Thursday, January 23, 2014

Two Depressions, Some Toddler Therapy, & A Few Extra Cups Of Coffee

2014 hasn't particularly started the way I was anticipating. At the end of 2013, I was feeling pretty good. I'd gone several weeks without a particularly bad episode of mood cycling and I thought that the frustrating episodes of the fall were neatly placed in the past. But as January unfolded, my moods got worse, and then even worse from there. I rarely suffer bouts of depression longer than a couple of days, so I generally feel unprepared when they arrive.... which they did, with a vengeance.

They started hitting me a couple of weeks ago out of the blue. The crying for no reason, feeling bad about myself and about my life, the lack of hope, and the crushing anxiety that tends to piggyback on the depression. If you've ever experienced it, you understand exactly what I'm talking about. If you've not, I am unsure if there's a way to truly do it justice, for lack of a better phrase. It's the kind of anxiety that makes you fearful, though you can't particularly say of what - it feels like you're simply afraid of everything, of life. In the end, I had two terrible depressive episodes back to back that made me feel like I was going to break completely. And then they opened my eyes.

_Actions to take_
A: Reproduce the part of the blog post on depression starting with "2014 hasn't particularly" and going on through "with a vengeance.", keeping every word and punctuation mark unchanged.
B: Continue the blog post on depression from its final sentence with the next few paragraphs.

_Source material_

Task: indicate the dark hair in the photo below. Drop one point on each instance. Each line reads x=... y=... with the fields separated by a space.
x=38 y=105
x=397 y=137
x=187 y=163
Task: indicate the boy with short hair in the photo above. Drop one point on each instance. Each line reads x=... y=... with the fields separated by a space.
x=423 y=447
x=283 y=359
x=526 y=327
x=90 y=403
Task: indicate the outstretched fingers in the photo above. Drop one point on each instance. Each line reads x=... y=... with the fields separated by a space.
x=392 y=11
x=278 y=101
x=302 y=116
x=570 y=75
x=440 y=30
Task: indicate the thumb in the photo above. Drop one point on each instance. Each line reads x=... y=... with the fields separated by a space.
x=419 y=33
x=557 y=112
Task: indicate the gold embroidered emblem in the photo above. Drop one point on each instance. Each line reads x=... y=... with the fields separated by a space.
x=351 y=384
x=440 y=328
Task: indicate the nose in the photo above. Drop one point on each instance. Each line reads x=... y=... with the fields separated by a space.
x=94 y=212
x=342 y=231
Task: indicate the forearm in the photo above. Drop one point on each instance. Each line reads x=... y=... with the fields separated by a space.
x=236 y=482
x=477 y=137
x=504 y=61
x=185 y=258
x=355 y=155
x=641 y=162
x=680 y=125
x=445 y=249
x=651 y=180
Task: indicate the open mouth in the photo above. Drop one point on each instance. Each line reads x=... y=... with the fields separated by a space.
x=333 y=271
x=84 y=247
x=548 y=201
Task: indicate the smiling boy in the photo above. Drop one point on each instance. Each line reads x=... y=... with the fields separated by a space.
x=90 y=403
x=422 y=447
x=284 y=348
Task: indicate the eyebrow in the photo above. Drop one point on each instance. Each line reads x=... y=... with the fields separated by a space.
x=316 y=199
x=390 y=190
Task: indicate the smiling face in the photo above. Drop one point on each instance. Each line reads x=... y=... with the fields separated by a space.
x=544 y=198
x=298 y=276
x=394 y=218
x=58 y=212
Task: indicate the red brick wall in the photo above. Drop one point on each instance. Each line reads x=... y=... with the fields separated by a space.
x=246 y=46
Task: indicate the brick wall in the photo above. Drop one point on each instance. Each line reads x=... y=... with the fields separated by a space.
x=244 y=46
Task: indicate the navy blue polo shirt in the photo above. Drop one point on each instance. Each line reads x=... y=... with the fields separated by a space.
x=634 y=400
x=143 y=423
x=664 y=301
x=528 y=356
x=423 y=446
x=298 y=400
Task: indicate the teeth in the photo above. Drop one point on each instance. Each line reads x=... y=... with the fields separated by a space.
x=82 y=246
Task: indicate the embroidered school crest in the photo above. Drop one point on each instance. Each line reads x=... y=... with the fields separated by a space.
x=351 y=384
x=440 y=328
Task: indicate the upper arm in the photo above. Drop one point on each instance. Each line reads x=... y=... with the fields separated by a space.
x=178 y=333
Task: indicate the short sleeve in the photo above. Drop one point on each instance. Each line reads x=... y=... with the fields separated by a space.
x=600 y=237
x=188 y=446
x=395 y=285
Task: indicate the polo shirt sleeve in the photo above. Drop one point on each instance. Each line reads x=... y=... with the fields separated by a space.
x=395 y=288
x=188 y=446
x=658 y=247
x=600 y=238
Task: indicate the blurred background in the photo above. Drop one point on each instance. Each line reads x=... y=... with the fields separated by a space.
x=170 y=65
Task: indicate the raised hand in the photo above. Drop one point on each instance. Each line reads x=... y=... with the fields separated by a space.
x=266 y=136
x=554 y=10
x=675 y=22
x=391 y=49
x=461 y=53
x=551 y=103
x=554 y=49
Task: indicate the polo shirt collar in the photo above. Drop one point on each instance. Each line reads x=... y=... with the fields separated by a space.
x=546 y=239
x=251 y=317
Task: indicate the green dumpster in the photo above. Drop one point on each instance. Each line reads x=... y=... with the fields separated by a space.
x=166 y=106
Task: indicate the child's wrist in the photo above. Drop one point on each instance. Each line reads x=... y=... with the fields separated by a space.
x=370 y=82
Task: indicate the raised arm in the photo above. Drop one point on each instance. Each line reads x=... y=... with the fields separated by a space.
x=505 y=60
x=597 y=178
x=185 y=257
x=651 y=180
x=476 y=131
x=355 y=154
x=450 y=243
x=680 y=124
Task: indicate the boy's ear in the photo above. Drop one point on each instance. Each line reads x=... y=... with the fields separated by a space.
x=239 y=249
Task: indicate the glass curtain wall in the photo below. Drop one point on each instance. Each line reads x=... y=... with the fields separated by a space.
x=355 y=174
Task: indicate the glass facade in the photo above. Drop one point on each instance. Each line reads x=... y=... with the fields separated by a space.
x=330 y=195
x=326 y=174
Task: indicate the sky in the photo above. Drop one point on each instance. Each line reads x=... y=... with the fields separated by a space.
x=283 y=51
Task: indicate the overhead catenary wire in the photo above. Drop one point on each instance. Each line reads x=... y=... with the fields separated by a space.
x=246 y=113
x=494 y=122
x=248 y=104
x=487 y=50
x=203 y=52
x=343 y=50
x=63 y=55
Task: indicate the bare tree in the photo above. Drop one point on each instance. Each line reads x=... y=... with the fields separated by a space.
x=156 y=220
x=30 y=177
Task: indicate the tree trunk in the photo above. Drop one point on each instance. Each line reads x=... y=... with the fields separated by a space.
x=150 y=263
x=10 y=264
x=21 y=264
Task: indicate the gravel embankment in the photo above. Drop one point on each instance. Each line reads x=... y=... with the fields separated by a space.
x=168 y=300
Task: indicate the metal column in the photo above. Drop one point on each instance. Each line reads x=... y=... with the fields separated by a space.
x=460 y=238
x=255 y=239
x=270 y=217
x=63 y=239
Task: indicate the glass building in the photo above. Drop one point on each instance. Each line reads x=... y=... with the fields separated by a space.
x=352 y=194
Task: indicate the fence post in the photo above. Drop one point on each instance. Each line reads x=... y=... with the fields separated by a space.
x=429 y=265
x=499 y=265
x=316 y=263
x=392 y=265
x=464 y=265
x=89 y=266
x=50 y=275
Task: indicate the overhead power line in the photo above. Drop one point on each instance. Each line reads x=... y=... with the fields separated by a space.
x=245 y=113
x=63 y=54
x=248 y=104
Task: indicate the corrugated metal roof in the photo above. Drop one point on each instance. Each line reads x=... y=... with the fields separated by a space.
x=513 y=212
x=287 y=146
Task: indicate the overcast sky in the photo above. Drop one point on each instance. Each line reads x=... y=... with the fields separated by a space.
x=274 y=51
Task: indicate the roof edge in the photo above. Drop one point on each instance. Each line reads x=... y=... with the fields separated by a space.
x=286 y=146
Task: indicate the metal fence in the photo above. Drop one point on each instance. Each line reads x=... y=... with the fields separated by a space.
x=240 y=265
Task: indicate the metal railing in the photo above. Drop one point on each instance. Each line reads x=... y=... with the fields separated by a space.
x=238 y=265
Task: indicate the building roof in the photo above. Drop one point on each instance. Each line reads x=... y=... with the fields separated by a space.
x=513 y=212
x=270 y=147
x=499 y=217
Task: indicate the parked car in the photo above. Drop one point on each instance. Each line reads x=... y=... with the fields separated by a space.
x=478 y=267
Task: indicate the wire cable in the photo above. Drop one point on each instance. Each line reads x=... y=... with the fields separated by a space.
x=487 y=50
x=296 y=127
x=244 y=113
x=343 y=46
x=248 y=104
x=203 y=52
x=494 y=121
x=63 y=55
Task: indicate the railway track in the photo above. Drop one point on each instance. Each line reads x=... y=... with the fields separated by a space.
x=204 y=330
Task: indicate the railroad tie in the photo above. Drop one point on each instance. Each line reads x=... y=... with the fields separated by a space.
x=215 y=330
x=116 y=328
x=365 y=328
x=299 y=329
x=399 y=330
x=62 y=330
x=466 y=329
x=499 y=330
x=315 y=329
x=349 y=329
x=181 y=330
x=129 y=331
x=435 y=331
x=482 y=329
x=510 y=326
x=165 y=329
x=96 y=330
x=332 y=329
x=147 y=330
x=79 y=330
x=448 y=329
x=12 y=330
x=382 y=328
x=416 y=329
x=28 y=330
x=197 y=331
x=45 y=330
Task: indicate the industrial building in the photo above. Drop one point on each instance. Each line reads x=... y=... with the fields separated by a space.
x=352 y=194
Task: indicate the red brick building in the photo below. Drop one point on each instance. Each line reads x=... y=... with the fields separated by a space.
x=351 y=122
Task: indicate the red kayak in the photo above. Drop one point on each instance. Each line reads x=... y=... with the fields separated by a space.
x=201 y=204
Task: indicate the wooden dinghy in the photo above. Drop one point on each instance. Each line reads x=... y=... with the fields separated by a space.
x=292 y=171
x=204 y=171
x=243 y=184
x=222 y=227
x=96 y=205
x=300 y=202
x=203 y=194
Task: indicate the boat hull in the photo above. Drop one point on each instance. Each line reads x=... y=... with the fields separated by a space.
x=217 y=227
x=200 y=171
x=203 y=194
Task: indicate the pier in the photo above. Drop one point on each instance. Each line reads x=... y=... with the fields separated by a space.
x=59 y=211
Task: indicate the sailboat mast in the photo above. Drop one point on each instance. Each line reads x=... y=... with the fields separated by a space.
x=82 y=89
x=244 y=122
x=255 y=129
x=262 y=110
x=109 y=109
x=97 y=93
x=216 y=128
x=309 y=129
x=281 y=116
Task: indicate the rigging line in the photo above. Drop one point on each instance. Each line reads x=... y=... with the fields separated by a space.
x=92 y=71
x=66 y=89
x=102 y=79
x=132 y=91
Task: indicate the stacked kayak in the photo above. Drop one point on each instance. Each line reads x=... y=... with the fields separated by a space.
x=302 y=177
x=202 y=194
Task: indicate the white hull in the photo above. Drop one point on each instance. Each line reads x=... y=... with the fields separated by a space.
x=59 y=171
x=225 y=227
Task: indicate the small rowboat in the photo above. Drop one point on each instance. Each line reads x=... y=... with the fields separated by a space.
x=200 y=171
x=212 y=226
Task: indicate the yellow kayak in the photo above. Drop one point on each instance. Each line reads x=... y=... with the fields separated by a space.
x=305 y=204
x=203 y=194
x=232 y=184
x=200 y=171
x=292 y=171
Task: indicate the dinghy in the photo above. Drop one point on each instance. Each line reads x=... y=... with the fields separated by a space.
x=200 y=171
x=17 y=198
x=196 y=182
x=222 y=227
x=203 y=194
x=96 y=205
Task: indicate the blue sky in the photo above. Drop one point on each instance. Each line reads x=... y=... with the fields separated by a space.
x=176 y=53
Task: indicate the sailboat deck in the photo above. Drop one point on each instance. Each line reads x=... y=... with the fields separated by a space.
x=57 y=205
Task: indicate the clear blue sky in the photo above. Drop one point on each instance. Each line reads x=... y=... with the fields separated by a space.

_Responses in order_
A:
2014 hasn't particularly started the way I was anticipating. At the end of 2013, I was feeling pretty good. I'd gone several weeks without a particularly bad episode of mood cycling and I thought that the frustrating episodes of the fall were neatly placed in the past. But as January unfolded, my moods got worse, and then even worse from there. I rarely suffer bouts of depression longer than a couple of days, so I generally feel unprepared when they arrive.... which they did, with a vengeance.

B:
I've spent the last couple of weeks doing a lot of thinking, and a lot of observing of my own brain and the way it works. I've learned a few things, and I thought I'd share them in case others go through something similar, whether diagnosed with mood cycling or not.

  • Not everything your brain tells you is true. It might feel like it, but it's not. Even those things you seem so sure of, that feel so concrete. If you want to test this, look at your thoughts about yourself like you would if they were about a loved one. Would you be so harsh, unloving, negative, or hopeless about them if they were in your shoes? Would things seem so black and white, right and wrong, good and bad? 
  • Fear is often my brain's defense mechanism. I've learned that often times the anxiety and fear subconsciously kicks and cocoons me so that I'm unable to move, unable to address something that feels threatening, that could cause major chaos in my life. To clarify here, I mean a serious personal matter, not a project for work or an errand or something of that nature.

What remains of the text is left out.